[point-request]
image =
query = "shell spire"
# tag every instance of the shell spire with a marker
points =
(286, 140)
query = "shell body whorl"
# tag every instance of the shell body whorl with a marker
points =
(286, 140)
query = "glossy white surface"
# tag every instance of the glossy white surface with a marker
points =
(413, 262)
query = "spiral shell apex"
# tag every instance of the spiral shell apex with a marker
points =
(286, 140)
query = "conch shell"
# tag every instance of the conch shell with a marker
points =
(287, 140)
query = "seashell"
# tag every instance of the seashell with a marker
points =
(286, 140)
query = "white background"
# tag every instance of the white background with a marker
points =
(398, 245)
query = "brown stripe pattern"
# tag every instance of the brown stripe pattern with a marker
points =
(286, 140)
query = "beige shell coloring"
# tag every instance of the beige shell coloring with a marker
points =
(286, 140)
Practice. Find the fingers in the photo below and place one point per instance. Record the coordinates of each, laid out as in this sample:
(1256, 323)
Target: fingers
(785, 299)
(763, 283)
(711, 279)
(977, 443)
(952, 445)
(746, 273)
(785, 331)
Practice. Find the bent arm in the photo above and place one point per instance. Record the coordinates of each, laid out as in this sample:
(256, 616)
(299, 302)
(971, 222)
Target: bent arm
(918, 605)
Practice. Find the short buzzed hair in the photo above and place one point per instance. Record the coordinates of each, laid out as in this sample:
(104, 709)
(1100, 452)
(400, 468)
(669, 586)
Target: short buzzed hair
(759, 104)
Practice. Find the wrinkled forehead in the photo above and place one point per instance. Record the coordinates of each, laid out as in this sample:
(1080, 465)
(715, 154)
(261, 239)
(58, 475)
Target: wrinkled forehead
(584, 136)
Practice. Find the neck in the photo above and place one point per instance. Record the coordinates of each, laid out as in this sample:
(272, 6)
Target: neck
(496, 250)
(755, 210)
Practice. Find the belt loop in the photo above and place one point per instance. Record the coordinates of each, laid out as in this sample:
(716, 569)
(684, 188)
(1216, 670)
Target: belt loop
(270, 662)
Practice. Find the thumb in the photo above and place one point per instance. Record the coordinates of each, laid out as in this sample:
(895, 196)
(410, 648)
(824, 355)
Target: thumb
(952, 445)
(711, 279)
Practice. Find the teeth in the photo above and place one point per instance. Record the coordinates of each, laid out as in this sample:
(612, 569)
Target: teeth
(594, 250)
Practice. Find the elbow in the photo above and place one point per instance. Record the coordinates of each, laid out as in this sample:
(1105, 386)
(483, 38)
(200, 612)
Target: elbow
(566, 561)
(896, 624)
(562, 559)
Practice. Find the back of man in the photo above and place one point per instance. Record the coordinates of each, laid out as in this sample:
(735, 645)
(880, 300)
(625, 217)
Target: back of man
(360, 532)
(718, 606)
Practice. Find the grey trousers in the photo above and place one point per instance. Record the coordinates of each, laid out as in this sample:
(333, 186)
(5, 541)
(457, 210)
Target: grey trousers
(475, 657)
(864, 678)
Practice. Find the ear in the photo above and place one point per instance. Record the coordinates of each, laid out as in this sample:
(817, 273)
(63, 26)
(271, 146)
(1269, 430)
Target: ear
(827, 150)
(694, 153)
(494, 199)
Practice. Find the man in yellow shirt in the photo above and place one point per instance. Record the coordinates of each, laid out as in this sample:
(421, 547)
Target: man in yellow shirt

---

In the material above, show every line where the word "body" turns up.

query = "shell body whorl"
# tag every instance of the shell body whorl with a marker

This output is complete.